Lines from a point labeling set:
begin

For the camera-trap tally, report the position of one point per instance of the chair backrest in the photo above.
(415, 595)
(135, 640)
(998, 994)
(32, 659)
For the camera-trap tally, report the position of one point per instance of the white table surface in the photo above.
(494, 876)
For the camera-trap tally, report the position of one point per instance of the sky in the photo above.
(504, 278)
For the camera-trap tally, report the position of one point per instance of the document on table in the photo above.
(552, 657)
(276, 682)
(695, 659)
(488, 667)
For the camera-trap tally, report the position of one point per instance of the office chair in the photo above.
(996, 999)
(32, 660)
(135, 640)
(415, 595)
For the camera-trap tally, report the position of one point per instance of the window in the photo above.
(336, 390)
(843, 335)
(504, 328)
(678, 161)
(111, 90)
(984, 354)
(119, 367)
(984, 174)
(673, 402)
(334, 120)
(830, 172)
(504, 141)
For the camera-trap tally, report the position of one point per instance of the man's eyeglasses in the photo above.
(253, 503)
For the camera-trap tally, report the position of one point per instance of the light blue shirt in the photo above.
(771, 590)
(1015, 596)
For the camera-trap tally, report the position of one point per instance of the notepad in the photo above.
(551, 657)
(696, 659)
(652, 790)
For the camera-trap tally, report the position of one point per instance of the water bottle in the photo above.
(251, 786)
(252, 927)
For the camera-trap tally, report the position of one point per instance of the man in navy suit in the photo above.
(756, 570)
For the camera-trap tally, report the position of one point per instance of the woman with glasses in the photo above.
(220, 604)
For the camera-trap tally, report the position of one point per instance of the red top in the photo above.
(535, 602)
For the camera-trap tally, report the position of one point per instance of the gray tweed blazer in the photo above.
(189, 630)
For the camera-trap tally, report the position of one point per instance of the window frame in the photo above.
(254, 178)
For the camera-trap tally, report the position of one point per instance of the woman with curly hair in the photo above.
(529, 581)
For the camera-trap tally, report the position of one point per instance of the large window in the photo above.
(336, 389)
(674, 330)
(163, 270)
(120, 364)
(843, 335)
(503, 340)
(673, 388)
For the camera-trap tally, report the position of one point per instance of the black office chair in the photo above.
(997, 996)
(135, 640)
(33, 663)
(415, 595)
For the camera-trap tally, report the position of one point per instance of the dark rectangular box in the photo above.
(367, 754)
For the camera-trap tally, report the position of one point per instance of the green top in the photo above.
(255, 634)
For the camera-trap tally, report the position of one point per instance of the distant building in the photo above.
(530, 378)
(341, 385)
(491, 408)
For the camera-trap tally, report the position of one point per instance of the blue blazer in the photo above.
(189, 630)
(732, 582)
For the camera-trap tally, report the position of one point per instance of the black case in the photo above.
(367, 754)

end

TO BE DONE: Begin at the line that has "curly hair in the photo above." and stop at the end of the lines. Copy every line in that stretch, raising each coordinate by 89 and leaving all other wording unchanged.

RESPONSE TO THE TASK:
For the camera-trap tally, report the position of one point per instance of the woman with curly hair in the photo above.
(618, 670)
For the camera-trap tally, report the position of one point per instance of the large window in the photo above.
(425, 478)
(763, 419)
(252, 359)
(209, 453)
(932, 424)
(592, 429)
(762, 477)
For the camera-trap tally, report the position of one point per instance of the black office chair in the photo above.
(1086, 1085)
(224, 729)
(122, 752)
(504, 684)
For the camera-trap tally, report the position of one point per instance of the dark rectangular box in the photo above.
(456, 843)
For the camera-trap tally, report the position of one point per instance of the green top in the photo above.
(344, 723)
For the camera-trap tally, report the position of one point per instance of the distant building in the photo above.
(619, 467)
(430, 474)
(580, 497)
For the camera-trap tally, report the position of one point per instance of the blue blazer in the photo above.
(278, 719)
(821, 671)
For the camera-trap tally, report the position of one point per instance of the black case in the photo above.
(456, 843)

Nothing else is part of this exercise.